EXTRAIT SOURCE =
_ _ _ _ _ _ _

CARDIOMYOPATHIES : LES CMD AU THALLIUM

Lorsque, chez un patient, on diagnostique une cardiomyopathie dilatée (CMD), la recherche d'une éventuelle étiologie ischémique est importante puisqu'elle peut modifier l'attitude thérapeutique (revascularisation en plus du traitement médical conventionnel). La coronarographie reste l'examen de référence dans ce domaine, car elle seule autorise la mise en évidence de sténoses coronaires permettant d'expliquer la dysfonction ventriculaire gauche (VG).

Ischémique
ou idiopathique ?

Tauberg et coll. ont analysé l'intérêt de la scintigraphie au thal-lium201 pour différencier les CMD ischémiques et idiopathiques.

Ils ont étudié 51 patients, d'âge moyen 55 ans, adressés pour insuffisance cardiaque et ayant une fraction d'éjection VG inférieure à 35%. La majorité des sujets était en classe NYHA II ou III. D'après les résultats de la coronarographie, les patients étaient divisés en deux groupes : 31 ayant une cardiopathie d'origine ischémique et 20 autres aucune étiologie décelable.

Tous les malades ont réalisé une épreuve d'effort couplée à une scintigraphie au thallium. Une analyse quantitative de cet examen permettait de classer les défects scintigraphiques en étendue et sévérité. De plus, un score de défect exprimant l'étendue des régions myocardiques ayant une fixation du thallium au-dessous de la limite inférieure normale, était calculé par rapport aux résultats de sujets normaux servant de référence.

Déficit scintigraphique

Les deux groupes (ischémiques et idiopathiques) étaient comparables sur le plan de l'âge, de la classe fonctionnelle, du sexe, de la fraction d'éjection VG et de la capacité d'effort. Seule la fraction d'éjection ventriculaire droite était la plus basse dans les CMD idiopathiques. Une onde Q de nécrose était présente dans 48% des CMD ischémiques et jamais en cas de CMD idiopathiques.

Des défects scintigraphiques étaient présents chez tous les patients, quelle que soit l'étiologie. Cependant, ils étaient plus étendus et plus sévères en cas de CMD ischémique.

_ _ _ _ _ _ _

DONNÉES SOURCES =
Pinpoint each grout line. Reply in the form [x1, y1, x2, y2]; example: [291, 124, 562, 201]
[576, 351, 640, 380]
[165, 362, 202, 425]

_ _ _ _ _ _ _

En vous appuyant sur l'extrait consacré aux cardiomyopathies dilatées, expliquez en une à trois phrases pourquoi la coronarographie demeure l'examen de référence pour rechercher une étiologie ischémique. Les données forment un matériau distinct de l'extrait source.

RÉPONSE À L'EXERCICE =
La coronarographie est le seul examen qui permet de mettre en évidence des sténoses coronaires capables d'expliquer la dysfonction ventriculaire gauche.